[SOURCE TEXT Boundary: Start]

Geneseo Dance Ensemble showcases routines of different genres to promote significant messages

The Geneseo Dance Ensemble performed “Keeping On Balance” from Feb. 28 to March 3 in the Alice Austin Theatre. Individual groups took the stage for their separate dances, each representing a new theme (Courtesy Keith Walters ‘11).

The Alice Austin Theatre crowded with friends and family holding bouquets of flowers for the Geneseo Dance Ensemble’s performance of “Keeping on Balance” on Friday March 1. The crowd cheered and shouted encouragements after each of the individual performances, reminded of the dedication and skill of the talented dance ensemble.

The night began with a fluid and emotional dance called “Origin,” choreographed by psychology major senior Sydney Klein. The dance had changing background colors, moods and undertones as all the dancers moved together with ease. 

Psychology major senior Kevin Vazcones was impressed by the dance’s complexity.

“The first dance was my favorite,” Vazcones said. “It incorporated lots of hip hop and so many elements that resonate with me and my passion and love for dance.” 

The next dance was a jazzy tap number titled “Memphis Stomp,” which was full of smiles and sparkles. The performers visibly encouraged each other’s energy and were always right on beat. 

“Of A Minute,” choreographed by psychology major senior Nicole Acierno, was an emotional dance framed by changing colors in which the dancers used the whole stage. With flowing purple dresses, the performers reached and swayed with sighing, somber looks. 

The audience yelled out encouragements and called out the dancers by name to compliment them.

[SOURCE TEXT Boundary: End]
[MATERIAL PROVIDED Boundary: Start]

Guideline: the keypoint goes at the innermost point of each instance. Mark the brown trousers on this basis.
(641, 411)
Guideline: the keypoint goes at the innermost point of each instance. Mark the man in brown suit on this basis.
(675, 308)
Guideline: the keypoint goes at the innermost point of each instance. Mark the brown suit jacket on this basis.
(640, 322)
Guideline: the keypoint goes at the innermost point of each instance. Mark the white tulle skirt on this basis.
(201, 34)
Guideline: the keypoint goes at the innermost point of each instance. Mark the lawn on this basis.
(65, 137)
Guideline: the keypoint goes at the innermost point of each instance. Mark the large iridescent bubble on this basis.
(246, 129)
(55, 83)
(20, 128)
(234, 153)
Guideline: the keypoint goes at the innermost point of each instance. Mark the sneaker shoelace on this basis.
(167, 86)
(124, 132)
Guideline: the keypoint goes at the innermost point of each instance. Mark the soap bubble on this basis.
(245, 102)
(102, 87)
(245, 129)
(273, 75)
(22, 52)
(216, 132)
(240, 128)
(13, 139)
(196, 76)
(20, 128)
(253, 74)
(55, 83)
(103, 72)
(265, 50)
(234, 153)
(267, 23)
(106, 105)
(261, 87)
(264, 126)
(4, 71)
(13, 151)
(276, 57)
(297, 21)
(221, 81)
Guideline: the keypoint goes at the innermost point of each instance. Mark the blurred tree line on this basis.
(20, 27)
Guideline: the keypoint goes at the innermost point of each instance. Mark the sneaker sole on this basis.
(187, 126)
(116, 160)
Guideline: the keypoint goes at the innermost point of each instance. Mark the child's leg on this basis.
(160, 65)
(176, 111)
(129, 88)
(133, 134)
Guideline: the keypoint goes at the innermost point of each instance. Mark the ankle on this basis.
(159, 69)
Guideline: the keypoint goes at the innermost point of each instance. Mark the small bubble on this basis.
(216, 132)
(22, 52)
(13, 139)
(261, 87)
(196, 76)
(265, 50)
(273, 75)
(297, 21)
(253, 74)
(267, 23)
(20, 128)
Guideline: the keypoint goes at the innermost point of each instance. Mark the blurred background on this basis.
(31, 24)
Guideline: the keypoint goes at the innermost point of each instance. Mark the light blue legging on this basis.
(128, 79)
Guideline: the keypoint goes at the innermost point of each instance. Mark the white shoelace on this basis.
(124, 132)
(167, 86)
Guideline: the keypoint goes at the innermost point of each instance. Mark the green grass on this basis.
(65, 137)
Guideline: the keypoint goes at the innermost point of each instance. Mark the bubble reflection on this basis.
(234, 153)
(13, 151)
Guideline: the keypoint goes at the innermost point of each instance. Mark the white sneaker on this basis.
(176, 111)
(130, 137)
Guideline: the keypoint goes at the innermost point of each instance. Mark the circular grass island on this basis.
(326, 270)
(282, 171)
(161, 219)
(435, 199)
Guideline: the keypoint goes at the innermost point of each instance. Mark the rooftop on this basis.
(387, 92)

[MATERIAL PROVIDED Boundary: End]

Using the article on the Geneseo Dance Ensemble, answer these:
1. In which theater did the ensemble perform "Keeping On Balance"?
2. Who choreographed "Origin"?
3. What color were the dresses worn in "Of A Minute"?

TASK OUTPUT:
1. The Alice Austin Theatre.
2. Sydney Klein, a senior psychology major.
3. Purple.